## begin Source data

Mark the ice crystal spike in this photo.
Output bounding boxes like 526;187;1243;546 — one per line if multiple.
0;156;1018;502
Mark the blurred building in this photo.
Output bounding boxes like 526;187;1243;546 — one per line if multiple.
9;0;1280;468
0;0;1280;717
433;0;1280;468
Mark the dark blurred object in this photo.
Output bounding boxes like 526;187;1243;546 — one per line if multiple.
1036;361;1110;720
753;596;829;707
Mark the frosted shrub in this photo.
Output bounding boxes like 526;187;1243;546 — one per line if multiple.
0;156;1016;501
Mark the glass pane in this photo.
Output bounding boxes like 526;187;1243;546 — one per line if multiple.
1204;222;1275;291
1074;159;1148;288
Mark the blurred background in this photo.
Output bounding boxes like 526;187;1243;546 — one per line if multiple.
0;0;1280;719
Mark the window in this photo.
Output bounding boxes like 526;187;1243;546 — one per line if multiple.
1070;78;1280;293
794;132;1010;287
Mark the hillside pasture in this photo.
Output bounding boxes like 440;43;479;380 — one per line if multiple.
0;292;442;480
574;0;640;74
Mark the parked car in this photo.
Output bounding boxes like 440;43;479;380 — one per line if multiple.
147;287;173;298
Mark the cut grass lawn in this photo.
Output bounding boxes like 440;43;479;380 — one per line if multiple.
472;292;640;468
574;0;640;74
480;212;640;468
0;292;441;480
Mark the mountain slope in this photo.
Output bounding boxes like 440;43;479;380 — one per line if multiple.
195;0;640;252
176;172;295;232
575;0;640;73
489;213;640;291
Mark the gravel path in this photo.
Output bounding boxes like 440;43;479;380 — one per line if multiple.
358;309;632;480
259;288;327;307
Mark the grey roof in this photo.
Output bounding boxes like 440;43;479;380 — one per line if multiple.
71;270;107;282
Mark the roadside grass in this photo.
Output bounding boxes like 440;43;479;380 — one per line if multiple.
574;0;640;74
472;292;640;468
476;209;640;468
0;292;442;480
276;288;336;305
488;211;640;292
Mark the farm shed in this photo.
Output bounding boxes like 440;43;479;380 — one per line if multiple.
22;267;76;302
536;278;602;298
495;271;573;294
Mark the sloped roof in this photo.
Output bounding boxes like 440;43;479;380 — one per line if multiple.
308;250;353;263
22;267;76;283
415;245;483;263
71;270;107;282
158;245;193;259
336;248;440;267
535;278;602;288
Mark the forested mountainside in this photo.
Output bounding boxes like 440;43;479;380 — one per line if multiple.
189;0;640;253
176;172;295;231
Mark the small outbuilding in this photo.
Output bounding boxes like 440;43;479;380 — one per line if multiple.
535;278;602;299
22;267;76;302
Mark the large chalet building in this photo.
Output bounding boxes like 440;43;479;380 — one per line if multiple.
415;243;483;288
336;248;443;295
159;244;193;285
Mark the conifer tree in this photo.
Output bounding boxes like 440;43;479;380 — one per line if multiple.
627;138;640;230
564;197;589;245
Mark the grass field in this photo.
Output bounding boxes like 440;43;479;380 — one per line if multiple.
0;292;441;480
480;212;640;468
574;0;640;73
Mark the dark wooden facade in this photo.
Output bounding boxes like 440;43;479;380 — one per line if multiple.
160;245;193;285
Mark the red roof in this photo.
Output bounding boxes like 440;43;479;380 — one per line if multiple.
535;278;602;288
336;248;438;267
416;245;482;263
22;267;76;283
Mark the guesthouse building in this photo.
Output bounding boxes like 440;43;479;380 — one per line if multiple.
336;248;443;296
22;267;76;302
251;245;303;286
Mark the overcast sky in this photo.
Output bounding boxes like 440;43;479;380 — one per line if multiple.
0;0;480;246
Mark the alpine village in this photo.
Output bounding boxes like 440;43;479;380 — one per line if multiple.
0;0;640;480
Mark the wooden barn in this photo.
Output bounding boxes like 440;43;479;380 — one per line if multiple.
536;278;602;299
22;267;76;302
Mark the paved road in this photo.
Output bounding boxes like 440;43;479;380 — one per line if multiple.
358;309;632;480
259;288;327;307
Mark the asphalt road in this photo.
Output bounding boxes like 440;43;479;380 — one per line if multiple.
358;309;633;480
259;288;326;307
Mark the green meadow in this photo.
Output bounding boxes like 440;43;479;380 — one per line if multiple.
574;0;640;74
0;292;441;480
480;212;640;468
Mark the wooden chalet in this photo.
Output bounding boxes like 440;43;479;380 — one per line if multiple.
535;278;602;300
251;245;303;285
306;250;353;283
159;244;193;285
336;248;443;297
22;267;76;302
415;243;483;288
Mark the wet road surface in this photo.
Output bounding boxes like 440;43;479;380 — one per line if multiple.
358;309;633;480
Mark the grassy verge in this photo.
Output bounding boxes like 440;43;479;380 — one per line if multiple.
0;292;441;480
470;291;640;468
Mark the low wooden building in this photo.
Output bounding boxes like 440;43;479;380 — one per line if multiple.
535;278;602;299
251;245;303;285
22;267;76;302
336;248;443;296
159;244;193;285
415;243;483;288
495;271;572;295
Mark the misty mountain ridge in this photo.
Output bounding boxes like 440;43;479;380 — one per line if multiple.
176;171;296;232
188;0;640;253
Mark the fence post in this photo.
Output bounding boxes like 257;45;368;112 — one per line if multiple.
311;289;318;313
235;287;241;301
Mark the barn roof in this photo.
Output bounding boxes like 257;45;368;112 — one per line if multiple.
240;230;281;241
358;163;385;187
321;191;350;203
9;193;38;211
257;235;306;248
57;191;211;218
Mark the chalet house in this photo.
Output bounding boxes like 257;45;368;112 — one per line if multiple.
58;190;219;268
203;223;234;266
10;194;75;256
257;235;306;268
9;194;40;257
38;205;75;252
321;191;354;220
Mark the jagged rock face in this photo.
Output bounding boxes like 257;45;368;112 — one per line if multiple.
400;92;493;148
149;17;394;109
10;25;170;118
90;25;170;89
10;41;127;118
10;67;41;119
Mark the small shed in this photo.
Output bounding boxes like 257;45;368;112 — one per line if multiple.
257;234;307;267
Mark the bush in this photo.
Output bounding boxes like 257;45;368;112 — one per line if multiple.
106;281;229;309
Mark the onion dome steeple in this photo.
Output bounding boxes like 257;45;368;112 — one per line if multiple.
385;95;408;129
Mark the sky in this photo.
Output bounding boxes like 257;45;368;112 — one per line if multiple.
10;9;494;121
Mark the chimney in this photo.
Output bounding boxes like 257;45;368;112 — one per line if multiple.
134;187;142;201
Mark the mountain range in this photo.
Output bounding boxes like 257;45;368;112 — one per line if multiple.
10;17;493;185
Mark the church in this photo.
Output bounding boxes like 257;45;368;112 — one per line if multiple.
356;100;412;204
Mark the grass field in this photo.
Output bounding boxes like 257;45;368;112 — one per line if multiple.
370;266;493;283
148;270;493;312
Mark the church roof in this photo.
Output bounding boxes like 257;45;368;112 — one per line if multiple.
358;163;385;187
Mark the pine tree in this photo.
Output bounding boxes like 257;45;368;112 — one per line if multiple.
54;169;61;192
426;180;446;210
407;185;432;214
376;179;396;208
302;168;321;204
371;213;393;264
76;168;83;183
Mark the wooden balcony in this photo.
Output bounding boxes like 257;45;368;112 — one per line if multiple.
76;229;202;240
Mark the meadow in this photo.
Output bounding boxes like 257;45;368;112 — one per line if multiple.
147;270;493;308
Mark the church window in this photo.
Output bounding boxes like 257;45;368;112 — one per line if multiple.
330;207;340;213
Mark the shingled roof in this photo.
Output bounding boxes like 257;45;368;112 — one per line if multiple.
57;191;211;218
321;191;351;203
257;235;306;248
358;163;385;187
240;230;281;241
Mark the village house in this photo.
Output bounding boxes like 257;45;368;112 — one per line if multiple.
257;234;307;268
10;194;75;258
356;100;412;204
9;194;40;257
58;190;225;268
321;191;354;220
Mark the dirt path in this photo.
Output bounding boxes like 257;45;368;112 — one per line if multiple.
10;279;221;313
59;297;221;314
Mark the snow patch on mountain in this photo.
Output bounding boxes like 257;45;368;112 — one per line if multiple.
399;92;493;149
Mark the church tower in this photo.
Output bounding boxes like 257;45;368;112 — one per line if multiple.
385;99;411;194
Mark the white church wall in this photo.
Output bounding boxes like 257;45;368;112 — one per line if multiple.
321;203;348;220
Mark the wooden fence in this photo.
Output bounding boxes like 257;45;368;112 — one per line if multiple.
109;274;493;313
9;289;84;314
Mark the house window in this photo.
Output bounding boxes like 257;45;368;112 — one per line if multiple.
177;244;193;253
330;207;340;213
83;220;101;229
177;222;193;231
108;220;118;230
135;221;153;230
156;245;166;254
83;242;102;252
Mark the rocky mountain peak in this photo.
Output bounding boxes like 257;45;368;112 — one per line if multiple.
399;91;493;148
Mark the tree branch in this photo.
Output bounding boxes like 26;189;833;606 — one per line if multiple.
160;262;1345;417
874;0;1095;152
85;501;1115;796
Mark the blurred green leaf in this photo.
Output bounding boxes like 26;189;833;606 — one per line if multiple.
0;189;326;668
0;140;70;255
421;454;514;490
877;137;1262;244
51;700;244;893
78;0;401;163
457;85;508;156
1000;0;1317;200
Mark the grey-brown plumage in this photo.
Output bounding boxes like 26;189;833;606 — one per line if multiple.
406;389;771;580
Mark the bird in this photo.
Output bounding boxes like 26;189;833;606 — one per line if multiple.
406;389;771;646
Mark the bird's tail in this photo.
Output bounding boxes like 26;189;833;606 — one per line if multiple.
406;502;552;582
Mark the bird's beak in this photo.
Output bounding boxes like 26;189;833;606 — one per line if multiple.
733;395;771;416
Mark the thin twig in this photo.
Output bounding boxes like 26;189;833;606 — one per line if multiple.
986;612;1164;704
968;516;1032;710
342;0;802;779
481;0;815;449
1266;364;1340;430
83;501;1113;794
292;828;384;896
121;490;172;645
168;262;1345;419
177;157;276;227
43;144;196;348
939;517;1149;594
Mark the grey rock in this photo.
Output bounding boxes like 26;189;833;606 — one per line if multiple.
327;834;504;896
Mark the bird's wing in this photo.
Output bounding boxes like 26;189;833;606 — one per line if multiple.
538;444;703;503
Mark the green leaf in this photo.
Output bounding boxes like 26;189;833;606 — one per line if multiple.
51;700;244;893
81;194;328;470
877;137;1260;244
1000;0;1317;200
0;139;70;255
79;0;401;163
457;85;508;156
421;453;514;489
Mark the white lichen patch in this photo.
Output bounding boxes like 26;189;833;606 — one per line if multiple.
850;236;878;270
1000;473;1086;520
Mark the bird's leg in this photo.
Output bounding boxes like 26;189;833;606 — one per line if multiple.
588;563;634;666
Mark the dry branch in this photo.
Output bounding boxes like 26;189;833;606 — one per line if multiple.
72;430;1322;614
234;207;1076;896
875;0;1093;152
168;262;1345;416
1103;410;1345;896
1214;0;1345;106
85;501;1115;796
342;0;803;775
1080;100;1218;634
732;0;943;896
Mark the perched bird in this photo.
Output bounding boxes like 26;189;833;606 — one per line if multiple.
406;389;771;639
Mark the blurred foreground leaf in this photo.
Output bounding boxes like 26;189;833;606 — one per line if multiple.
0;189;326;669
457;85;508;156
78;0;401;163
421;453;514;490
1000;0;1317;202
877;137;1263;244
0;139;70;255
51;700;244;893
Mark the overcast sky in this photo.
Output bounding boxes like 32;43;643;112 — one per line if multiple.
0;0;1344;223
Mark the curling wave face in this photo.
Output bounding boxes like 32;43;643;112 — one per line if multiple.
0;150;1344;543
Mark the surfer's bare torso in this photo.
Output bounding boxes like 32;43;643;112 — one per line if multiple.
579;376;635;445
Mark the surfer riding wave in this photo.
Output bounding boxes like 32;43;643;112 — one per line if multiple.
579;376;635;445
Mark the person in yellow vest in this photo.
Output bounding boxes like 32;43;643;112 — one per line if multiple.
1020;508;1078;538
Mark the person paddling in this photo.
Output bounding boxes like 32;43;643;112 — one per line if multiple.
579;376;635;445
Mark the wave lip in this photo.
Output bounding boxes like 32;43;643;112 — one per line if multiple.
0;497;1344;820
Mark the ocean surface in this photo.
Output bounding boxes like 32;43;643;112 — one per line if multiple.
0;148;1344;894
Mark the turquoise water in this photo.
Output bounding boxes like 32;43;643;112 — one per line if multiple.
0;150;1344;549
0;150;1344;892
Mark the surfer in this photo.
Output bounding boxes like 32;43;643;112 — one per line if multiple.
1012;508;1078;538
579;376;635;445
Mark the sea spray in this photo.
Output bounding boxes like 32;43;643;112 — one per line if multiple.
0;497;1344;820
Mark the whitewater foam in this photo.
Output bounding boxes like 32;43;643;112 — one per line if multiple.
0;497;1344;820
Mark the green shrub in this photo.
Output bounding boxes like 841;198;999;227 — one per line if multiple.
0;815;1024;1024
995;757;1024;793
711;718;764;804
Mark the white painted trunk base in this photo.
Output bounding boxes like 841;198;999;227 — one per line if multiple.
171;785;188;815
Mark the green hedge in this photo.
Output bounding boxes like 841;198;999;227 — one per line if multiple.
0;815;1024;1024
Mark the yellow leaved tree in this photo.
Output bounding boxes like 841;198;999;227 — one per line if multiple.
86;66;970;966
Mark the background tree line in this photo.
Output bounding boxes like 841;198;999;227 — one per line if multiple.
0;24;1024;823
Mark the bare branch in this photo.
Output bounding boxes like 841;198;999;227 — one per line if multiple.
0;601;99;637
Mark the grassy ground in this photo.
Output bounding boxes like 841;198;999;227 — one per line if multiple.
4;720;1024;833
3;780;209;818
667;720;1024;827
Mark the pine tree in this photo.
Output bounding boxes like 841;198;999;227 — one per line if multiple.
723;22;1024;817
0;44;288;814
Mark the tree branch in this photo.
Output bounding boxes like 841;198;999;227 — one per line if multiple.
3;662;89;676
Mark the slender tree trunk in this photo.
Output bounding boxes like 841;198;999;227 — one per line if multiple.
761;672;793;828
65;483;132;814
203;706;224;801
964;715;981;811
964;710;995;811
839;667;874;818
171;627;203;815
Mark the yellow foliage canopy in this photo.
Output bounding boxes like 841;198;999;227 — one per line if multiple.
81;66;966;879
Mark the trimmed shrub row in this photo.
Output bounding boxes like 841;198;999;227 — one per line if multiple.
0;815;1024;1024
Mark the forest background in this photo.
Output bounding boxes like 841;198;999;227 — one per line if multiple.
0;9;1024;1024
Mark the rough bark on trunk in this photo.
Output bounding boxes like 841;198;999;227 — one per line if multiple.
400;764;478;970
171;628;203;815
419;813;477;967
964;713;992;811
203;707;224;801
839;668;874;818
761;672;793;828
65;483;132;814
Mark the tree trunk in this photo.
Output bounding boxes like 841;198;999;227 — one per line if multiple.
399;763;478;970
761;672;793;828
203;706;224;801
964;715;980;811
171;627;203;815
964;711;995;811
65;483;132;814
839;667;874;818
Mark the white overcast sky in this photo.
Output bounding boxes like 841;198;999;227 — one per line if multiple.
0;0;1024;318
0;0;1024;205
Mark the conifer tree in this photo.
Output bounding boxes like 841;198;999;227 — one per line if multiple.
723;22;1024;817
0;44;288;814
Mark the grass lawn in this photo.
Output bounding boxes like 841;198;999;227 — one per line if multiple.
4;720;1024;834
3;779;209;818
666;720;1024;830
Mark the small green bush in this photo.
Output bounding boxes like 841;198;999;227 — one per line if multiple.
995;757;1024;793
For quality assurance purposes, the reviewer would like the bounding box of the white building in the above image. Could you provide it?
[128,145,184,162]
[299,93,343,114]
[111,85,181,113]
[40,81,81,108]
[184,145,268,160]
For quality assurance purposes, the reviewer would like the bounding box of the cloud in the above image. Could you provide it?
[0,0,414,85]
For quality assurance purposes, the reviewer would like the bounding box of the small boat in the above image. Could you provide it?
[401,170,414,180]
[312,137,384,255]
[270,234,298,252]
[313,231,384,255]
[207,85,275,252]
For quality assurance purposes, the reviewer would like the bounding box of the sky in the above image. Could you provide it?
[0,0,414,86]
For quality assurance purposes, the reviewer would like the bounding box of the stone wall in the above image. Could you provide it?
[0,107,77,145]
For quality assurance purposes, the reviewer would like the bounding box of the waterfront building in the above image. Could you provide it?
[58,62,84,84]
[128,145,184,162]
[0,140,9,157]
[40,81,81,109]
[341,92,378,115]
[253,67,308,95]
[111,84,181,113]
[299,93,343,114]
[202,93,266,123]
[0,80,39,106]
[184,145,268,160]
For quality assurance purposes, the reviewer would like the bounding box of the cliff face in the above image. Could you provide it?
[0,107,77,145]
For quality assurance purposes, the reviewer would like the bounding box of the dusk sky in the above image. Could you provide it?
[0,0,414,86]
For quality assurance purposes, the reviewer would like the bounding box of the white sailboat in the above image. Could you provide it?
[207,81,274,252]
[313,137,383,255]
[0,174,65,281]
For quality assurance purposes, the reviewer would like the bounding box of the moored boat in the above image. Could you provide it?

## end Source data

## Exercise brief
Convert the data above, from its start through the line containing "0;156;1016;501", inclusive, into a two-column CSV with the headers input and output. Each row should pair one text with its answer, each in a single quoted field with line breaks replaced by spaces.

## Completed task
input,output
"Mark the ice crystal spike in this photo. Output bounding boxes like 526;187;1243;546 — one per line if multiple.","0;156;1018;502"
"Mark the blurred building in this photo. Output bounding boxes like 526;187;1243;546 — one per line if multiple.","9;0;1280;468 0;0;1280;717 433;0;1280;468"
"Mark the dark blurred object in this photo. Output bounding boxes like 526;187;1243;546 — one per line if multiple.","1036;361;1110;720 753;596;829;707"
"Mark the frosted shrub in this photo. Output bounding boxes like 526;187;1243;546 — one per line if multiple.","0;156;1016;501"